#### Prompt
From the hiking blog archive, write out word for word the passage starting with "Monday, April 30th, 2012" and going on through "today! (520) 296-9661.".

[Selected text Boundary: Start]

Archive for April, 2012

Saguaro you today?

Monday, April 30th, 2012

Hiking in AZ is spectacular. The area provides some spectacular views of various ecological zones. If you take the proper steps preparing for a trip into the desert it is hard to have a bad experience. Everybody seems a bit more cheerful on the trail. Each group that you pass will most certainly greet you with a smile. I like word play so I will sometimes ask them “saguaro you today?”.  Most times I get a good chuckle and that will open the door for further conversation regarding trails and sights to be seen.

Kindness and respect is the Southwest Trekking way. We’ll do the prep work so you can relax and enjoy the beauty of the Sonoran Wilderness. Give us a call and set up an outing today! (520) 296-9661.

 

Reverence and amazement

Sunday, April 29th, 2012

Spring is the best. I enjoy watching all of the new buds flowering and maturing into fruit. The cacti are spectacular right now; they are showing off there bright colors and fragrant pollens. The bees are doing a number on the saguaro cactus. I have seen bats in the evening bouncing around the tops getting there licks in as well. Off the trail there is a similar story going on in the house garden. the seeds have sprouted and taken a solid root in our home grown soil. That is right, we grow soil at our house. Our compost is integral to the success of the harvest. This year I am experimenting with a Japanese tomato garden. It is a duel ring planter that gets feed compost into the center circle. When watering the planter the nutrients are supposed to seep down into the otter ring where the pants are rooted. It is my first season attempting to plant tomatoes in this manner. I am hoping that the early fruiting is a good sign. Take a look at what I’ve got on the plant as of right now…

 

Cactus Identification Help

Friday, April 27th, 2012

I’m looking for some assistance. I would like somebody to help me identify this cactus.

[Selected text Boundary: End]
[Data for review Boundary: Start]

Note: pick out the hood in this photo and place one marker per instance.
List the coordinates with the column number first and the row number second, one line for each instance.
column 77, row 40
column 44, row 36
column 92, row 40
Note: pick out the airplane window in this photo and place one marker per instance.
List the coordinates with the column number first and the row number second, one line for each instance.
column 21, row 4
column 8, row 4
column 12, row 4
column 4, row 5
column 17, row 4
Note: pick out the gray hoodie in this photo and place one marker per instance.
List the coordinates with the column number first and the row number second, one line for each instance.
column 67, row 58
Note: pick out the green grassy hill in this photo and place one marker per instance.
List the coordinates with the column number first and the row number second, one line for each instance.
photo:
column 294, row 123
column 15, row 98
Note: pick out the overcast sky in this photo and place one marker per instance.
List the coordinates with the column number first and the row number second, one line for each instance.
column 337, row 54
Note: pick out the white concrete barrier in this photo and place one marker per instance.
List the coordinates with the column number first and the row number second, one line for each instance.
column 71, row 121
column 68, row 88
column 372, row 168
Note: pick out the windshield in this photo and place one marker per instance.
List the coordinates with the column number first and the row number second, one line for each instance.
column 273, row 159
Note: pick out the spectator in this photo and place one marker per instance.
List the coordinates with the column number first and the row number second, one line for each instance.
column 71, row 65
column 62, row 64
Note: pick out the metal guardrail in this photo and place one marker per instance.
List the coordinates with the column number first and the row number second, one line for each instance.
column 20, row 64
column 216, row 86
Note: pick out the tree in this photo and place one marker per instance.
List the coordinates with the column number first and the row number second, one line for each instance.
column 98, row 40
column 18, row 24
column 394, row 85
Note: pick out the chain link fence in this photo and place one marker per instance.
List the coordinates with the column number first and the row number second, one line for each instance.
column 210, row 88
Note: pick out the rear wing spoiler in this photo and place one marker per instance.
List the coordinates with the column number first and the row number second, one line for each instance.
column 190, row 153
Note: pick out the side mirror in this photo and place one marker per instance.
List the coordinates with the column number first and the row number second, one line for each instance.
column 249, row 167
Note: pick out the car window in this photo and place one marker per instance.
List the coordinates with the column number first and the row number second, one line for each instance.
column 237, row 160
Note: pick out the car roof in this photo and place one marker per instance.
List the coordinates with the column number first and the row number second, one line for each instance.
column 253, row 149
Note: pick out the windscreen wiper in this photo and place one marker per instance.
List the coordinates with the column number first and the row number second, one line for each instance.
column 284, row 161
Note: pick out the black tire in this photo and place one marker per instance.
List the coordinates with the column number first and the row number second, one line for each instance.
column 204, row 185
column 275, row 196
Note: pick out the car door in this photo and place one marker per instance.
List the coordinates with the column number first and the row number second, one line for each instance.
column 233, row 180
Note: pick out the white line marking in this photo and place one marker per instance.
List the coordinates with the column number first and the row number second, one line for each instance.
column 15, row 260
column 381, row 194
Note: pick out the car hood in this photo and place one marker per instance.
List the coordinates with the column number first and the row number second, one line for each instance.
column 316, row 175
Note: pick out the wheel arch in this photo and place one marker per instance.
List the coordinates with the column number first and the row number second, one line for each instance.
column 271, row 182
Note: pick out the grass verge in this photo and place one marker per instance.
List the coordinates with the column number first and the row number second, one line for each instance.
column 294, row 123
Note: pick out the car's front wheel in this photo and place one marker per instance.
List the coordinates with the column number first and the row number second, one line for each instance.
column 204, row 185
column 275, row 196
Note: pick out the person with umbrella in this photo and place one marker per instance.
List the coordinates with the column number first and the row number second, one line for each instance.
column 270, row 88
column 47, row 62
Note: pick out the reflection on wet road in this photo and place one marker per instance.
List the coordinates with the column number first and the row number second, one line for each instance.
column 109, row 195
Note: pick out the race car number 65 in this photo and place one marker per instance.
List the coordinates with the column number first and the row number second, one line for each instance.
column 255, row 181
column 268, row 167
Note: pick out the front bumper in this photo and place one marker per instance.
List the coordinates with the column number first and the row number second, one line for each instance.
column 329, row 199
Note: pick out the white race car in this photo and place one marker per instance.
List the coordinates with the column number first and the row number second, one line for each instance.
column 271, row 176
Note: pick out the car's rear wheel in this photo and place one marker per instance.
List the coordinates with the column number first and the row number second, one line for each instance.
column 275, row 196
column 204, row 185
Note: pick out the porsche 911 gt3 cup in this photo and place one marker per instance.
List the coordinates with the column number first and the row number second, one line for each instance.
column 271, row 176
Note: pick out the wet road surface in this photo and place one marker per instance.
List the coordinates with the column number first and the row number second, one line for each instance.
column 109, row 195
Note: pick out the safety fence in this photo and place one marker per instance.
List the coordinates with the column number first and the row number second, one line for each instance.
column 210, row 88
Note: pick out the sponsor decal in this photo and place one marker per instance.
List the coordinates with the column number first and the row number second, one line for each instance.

[Data for review Boundary: End]

#### Solution to this exercise
Monday, April 30th, 2012

Hiking in AZ is spectacular. The area provides some spectacular views of various ecological zones. If you take the proper steps preparing for a trip into the desert it is hard to have a bad experience. Everybody seems a bit more cheerful on the trail. Each group that you pass will most certainly greet you with a smile. I like word play so I will sometimes ask them “saguaro you today?”.  Most times I get a good chuckle and that will open the door for further conversation regarding trails and sights to be seen.

Kindness and respect is the Southwest Trekking way. We’ll do the prep work so you can relax and enjoy the beauty of the Sonoran Wilderness. Give us a call and set up an outing today! (520) 296-9661.